#### [TASK BRIEF]
Retype the passage of the plowman essay word for word, beginning with the words "Similar blackouts hit" and ending after the words "had never happened.".

#### [GIVEN TEXT]
David Sedley
David Sedley

The plowman (Parshat Noah)

Winslow Homer - The Plowman, 1878. (Public Domain/ Wikimedia Commons)
Winslow Homer - The Plowman, 1878. (Public Domain/ Wikimedia Commons)

On the evening of November 9th, 1965, at 16 minutes and 11 seconds past five, a protective relay at the Sir Adam Beck Hydroelectric Complex in Niagara Falls detected a power increase on one of the lines, cascading the electricity onto another line. That line now had too much power, so another relay tripped, and another on the next line, until within seven seconds, the cascading overload began to take out power stations all over Northeastern USA, from Boston to New York.

Over 30 million people were suddenly left without power. More than 800,000 people were trapped underground in the subway; the lights went out in hospitals midway through operations; airplanes about to land at JFK suddenly lost their guidance and headed out over Manhattan trying to find the runway. Everything was completely chaotic.

Fortunately, power was restored again within a few hours. By 7:00 the next morning, New York City was reconnected to the electricity supply.

Similar blackouts hit New York in 1977 and again in 2003. The 1977 outage saw a huge crime spree including citywide looting and arson.

Fortunately, in each case, power was restored relatively quickly and people continued to go about their regular business as if it had never happened.

But what if the power really went out for good? What would happen to our world if there was no electricity? There would be no lights, no internet, no phones, no hospitals and no banking. Most of our money is stored electronically, so unless the power was restored, we would be virtually bankrupt. Fairly soon the petrol would stop flowing, so we would have no transport. That means no food on our supermarket shelves. How long could our society survive?

Science historian James Burke asked this question in the first episode of his 1978 television documentary “Connections.” He went through, step by step, how society as we know it (or at least the society of the 1970s) would fall apart.

His conclusion was that the few who survived would have to start the whole process again, and to do that they would need a plow.

The only way you’re going to survive is if you find the one thing you need to keep on providing the food you’re going to have. And you don’t need the mechanized version of that thing. You need the kind people haven’t used in a hundred years. Ah, you need that kind of plow. It’s taken a series of miracles just to get you this far and here you are with the biggest miracle of all a plow and animals to pull it so maybe after a few days of fumbling around with the harnesses and the bits and pieces you managed to yoke up the oxen and plow the land and then and only then can you say that you have successfully escaped the wreckage of technological civilization and lived off the land.

Without the plow, we would not have the technological civilization of today.

Before the invention of the plow, people were nomadic hunter-gatherers. They would have to move from place to place, following the migration of the animals they hunted and foraging for wild plants to eat. Families would of necessity be smaller – it would have been impossible to care for more than one small child at a time if the group had to be ready to trek long distances at short notice. They would have to wait until a child could walk before having another. And people would have lived in small clans of no more than a few dozen – no more than could be provided for with the animals and plants.

Perhaps they could plant some seeds and return to that place six months later to see if anything had grown. But they would have been unable to cultivate fields or to stick around to care for plants as they grew. And if they succeeded in growing a crop, they would not have been able to reuse the land later because the nutrients at the soil’s surface would have been already used up. They would have had few domesticated animals, because it was much more difficult to move with flocks of sheep or herds of cows.

#### [Collected data]
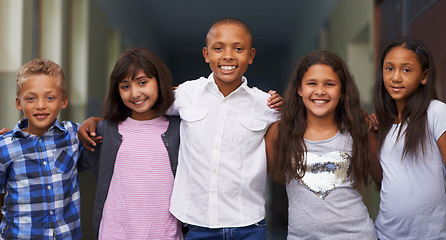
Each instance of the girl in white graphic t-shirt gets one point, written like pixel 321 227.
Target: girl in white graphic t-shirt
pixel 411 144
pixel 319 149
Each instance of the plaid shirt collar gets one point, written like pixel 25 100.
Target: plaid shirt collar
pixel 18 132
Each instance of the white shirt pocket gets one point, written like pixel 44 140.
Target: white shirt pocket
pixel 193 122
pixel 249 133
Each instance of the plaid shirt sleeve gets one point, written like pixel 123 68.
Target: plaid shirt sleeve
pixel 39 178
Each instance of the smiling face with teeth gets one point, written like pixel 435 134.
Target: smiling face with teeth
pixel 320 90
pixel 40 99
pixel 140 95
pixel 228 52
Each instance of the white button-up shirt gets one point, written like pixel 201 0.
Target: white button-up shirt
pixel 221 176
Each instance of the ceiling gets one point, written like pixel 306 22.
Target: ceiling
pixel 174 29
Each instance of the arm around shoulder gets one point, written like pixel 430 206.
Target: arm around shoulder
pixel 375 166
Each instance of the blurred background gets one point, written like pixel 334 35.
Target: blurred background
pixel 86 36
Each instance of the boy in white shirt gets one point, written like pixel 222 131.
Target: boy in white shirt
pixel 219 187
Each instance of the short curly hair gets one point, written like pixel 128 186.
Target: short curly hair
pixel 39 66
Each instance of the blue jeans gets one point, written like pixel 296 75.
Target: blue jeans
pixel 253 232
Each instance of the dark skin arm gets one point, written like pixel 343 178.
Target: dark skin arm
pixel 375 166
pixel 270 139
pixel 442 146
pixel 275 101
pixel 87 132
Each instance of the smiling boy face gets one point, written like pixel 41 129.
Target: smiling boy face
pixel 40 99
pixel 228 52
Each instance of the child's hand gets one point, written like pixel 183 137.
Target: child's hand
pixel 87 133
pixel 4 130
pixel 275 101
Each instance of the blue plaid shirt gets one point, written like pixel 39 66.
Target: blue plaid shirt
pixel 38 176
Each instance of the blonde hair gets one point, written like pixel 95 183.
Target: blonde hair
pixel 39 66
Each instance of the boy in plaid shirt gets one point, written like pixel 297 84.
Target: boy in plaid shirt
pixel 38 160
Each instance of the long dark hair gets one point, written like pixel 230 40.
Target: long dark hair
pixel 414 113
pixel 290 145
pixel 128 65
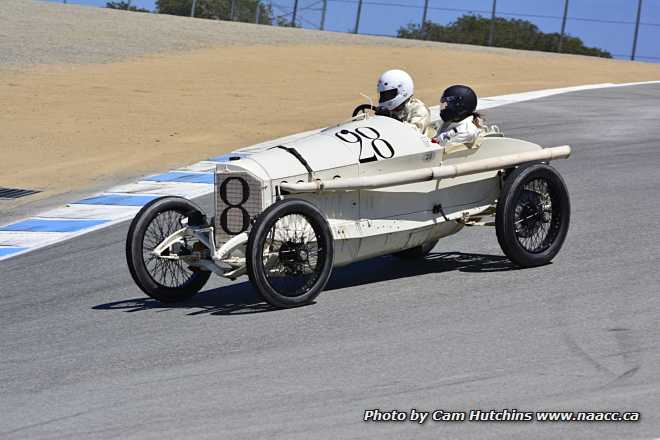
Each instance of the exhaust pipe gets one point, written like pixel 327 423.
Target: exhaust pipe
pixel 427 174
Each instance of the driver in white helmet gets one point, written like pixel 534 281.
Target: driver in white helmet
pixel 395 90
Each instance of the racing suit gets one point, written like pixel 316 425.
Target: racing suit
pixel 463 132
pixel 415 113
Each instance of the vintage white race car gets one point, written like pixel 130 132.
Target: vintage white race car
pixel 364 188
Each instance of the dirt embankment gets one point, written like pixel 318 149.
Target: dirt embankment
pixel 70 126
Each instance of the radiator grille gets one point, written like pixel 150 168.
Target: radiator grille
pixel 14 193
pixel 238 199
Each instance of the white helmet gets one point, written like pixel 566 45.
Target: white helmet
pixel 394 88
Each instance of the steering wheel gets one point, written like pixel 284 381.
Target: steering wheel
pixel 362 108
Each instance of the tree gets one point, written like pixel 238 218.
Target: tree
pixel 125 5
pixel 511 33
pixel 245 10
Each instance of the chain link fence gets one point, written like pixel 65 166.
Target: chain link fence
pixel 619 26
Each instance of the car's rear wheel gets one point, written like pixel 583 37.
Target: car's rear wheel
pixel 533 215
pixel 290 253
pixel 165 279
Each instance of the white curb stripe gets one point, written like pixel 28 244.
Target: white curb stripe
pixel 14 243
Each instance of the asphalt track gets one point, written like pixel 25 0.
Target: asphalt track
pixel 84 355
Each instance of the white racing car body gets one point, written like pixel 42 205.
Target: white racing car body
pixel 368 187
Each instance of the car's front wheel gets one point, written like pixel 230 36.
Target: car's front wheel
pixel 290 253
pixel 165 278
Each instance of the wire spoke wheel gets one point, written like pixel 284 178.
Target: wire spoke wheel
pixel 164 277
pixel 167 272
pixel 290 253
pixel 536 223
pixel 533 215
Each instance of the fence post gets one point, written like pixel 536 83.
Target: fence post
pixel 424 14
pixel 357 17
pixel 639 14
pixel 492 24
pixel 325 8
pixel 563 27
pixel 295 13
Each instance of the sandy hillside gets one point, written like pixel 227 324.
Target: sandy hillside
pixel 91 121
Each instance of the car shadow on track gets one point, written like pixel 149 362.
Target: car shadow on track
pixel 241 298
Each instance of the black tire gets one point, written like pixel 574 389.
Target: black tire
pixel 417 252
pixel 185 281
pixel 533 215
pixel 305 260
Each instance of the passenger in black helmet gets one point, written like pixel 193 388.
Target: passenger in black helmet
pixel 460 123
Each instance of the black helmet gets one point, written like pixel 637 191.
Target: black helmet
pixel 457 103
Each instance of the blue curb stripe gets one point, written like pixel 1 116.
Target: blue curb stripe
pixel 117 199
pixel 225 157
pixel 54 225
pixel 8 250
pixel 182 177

#### [TASK SOLUTION]
Similar blackouts hit New York in 1977 and again in 2003. The 1977 outage saw a huge crime spree including citywide looting and arson.

Fortunately, in each case, power was restored relatively quickly and people continued to go about their regular business as if it had never happened.